Wait for the right time to come

Wait for the right time to come

Dear Malvika,
I am a 29-year-old woman. My family is very worried about my marriage. It’s been three years since they have been searching a guy for me. They introduce me to well-settled guys living abroad. But I don’t know why I can’t make adjustments and think of getting married. My younger cousin got married to a guy whom I had rejected and she has a baby girl now. I have started liking a married man who is a colleague of mine. He says he loves me very much and says his relationship with his wife is only for the sake of name. He insists me to go abroad with him and settle down there. Despite liking him, I can’t hurt my parents because they cannot imagine me with a married person. On the other hand, I can’t act as per their will so I feel like I am in a trap. Please suggest me what I should do?

It’s okay if you do not want to settle down into marriage at the moment. It is your call and your life. So don’t get pressured into it and regret later. If you don’t feel it, you don’t feel it. Now as for your relationship you need to know where you stand with the guy. Maybe he cannot be separated as of now. But is there a future? Are you guys compatible with each other? Take your time with this. But even after a year or so, it does not seem like he is ready to leave his wife. Then you will surely have to make a decision. And there is no guarantee with everyone that they will settle down with a single person. If it is meant to be it is meant to be whether married or single. But whatever you do, do it for yourself not for others. Don’t get into a relationship or marriage just because you have to. That is not right.

Given information:
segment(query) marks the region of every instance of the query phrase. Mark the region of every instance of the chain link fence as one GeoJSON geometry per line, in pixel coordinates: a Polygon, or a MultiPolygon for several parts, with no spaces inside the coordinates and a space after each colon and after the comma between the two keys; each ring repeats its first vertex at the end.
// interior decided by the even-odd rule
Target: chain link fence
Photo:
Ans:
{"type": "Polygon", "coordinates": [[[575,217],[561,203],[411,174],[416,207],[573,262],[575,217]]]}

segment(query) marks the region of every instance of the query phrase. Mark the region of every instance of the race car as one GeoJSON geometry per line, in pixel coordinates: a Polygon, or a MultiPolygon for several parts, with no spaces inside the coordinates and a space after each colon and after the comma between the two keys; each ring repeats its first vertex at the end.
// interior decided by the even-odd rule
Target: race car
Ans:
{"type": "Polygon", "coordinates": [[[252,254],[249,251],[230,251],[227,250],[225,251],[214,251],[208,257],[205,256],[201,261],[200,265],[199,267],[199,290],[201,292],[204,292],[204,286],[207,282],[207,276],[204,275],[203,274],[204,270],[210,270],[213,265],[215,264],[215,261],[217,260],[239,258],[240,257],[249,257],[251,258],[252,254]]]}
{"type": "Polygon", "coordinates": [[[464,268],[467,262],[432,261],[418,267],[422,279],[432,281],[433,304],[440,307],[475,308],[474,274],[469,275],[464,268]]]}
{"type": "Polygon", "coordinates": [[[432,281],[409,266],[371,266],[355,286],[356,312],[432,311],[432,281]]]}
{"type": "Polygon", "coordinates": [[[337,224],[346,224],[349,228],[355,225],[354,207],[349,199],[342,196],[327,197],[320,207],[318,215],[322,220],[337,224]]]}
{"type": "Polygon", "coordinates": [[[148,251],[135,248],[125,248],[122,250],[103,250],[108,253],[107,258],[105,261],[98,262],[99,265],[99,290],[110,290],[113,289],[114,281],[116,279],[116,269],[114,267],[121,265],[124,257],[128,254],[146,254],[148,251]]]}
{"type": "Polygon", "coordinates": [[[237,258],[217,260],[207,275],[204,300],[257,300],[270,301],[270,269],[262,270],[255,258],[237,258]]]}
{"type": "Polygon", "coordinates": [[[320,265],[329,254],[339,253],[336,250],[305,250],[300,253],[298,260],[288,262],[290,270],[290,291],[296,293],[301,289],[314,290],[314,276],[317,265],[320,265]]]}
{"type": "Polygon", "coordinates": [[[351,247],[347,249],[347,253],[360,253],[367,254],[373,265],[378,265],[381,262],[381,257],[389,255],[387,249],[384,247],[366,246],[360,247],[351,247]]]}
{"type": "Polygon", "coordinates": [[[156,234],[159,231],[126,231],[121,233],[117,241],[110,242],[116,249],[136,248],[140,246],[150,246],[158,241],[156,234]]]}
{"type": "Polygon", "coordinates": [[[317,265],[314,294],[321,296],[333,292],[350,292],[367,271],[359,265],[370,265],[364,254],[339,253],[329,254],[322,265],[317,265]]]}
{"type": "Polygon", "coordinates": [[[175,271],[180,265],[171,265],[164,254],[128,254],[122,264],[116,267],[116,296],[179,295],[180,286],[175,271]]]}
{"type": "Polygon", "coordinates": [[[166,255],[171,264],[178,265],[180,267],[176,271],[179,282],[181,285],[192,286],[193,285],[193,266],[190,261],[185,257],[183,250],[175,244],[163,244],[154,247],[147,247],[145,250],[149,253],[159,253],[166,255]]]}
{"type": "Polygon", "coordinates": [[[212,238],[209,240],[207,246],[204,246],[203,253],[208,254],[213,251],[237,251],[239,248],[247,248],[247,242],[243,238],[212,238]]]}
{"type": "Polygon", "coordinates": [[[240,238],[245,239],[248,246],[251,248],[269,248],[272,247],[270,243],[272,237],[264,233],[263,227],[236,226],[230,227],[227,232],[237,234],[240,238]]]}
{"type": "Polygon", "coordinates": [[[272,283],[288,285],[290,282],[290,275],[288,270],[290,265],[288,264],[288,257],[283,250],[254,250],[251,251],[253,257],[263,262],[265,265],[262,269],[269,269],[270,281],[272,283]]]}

Task requirements:
Echo the advice column word for word between "It’s okay if" and "is not right.", inclusive. You won't need the records for this.

Answer:
It’s okay if you do not want to settle down into marriage at the moment. It is your call and your life. So don’t get pressured into it and regret later. If you don’t feel it, you don’t feel it. Now as for your relationship you need to know where you stand with the guy. Maybe he cannot be separated as of now. But is there a future? Are you guys compatible with each other? Take your time with this. But even after a year or so, it does not seem like he is ready to leave his wife. Then you will surely have to make a decision. And there is no guarantee with everyone that they will settle down with a single person. If it is meant to be it is meant to be whether married or single. But whatever you do, do it for yourself not for others. Don’t get into a relationship or marriage just because you have to. That is not right.